== EXERCISE MATERIAL ==

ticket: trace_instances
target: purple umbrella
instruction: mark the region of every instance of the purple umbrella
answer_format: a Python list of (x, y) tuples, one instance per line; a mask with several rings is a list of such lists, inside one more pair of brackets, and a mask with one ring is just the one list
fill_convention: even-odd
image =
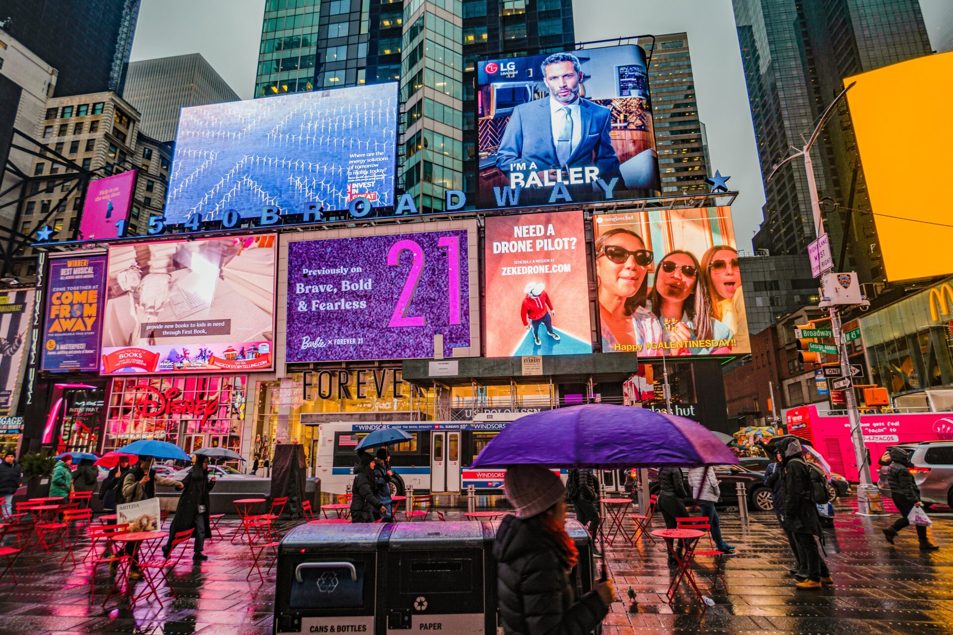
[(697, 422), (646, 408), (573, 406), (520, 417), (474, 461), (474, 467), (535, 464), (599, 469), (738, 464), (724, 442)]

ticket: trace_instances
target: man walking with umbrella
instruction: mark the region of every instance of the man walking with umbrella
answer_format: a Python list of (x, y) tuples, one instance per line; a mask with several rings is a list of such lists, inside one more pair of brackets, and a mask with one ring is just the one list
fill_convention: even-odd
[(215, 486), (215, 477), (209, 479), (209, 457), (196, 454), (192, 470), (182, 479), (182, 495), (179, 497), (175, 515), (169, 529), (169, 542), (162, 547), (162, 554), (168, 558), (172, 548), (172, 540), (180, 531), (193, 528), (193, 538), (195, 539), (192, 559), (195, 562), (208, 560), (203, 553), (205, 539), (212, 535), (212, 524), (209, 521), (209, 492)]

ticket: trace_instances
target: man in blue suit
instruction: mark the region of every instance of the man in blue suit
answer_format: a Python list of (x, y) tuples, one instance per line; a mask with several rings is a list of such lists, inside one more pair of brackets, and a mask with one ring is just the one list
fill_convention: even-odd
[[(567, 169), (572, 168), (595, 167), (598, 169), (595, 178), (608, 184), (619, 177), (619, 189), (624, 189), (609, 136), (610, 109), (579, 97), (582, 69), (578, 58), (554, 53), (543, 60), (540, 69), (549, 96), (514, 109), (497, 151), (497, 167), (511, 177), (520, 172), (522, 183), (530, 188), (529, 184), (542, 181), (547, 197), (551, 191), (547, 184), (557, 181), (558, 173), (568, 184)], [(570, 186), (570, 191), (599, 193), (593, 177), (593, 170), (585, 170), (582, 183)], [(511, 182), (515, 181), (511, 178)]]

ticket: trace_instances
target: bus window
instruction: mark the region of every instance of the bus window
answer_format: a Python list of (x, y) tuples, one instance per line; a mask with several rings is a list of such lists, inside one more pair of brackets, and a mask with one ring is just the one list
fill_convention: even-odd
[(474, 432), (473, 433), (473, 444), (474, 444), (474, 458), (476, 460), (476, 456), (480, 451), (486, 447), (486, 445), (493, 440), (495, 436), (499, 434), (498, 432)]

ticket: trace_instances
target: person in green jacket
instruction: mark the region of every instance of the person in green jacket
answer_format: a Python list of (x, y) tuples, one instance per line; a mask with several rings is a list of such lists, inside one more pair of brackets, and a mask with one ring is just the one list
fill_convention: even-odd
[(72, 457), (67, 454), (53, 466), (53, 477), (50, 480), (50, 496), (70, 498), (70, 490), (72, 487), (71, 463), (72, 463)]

===
== EXERCISE MATERIAL ==

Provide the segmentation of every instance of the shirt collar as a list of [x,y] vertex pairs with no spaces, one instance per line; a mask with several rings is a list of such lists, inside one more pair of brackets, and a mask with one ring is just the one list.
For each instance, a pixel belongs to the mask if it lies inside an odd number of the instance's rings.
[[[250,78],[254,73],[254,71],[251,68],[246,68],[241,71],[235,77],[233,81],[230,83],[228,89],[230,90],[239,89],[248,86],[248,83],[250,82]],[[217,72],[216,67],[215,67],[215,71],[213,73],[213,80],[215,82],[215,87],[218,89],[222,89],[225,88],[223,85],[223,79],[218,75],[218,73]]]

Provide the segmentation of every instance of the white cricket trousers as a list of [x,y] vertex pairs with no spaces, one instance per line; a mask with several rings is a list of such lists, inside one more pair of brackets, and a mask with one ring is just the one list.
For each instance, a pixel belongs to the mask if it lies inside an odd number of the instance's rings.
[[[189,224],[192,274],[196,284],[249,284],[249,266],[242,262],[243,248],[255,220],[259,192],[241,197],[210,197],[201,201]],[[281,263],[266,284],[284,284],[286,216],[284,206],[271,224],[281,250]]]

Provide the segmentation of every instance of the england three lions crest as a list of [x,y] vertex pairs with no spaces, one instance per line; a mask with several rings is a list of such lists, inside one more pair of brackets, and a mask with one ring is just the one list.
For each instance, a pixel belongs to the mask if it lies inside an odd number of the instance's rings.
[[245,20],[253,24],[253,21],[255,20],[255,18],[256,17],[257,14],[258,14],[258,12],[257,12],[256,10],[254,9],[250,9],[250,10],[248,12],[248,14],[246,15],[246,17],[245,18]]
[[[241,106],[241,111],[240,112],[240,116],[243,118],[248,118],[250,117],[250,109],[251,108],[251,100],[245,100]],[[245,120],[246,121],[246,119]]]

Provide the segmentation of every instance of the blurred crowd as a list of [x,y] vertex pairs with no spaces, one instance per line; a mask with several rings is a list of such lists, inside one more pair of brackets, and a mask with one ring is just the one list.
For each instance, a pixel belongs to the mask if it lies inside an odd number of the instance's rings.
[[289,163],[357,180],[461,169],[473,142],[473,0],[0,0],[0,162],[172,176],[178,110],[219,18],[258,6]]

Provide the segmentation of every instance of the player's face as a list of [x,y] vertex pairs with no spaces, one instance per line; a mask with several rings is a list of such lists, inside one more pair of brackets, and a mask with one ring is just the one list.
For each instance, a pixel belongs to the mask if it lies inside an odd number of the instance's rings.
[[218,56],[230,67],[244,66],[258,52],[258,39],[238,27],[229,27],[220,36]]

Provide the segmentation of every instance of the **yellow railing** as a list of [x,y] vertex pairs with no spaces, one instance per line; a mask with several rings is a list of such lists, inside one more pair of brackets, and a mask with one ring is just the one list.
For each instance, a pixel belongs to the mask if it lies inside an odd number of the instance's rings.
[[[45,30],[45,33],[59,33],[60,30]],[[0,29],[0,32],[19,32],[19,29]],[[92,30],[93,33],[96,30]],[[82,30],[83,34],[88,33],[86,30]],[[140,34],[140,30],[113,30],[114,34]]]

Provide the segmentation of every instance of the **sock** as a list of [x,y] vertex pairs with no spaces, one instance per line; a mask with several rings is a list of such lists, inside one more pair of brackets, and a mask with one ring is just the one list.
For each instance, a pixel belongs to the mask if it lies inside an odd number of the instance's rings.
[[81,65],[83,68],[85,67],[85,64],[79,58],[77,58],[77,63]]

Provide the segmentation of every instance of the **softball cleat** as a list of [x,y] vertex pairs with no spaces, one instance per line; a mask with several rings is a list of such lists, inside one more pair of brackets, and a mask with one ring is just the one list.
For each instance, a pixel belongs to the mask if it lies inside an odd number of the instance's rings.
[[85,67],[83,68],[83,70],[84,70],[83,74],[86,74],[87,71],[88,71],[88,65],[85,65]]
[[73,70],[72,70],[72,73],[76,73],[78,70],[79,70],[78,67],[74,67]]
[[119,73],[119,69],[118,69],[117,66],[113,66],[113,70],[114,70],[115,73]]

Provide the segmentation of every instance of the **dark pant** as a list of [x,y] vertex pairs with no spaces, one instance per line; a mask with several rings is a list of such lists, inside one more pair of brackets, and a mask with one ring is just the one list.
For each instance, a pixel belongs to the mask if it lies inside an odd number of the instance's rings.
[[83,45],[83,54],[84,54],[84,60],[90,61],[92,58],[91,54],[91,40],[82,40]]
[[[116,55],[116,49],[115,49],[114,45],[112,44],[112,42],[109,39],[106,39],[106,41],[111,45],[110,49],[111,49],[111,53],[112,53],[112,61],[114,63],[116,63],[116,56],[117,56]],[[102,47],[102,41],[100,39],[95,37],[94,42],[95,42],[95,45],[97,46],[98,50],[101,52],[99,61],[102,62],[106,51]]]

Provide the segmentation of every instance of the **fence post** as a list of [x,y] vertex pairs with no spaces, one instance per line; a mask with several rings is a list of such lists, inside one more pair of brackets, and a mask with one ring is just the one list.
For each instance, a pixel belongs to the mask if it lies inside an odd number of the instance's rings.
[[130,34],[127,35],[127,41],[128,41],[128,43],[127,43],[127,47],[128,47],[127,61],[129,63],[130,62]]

===

● **TASK OBJECTIVE**: State only how many lines of the material contain the word "instruction".

● **WRITTEN ANSWER**: 5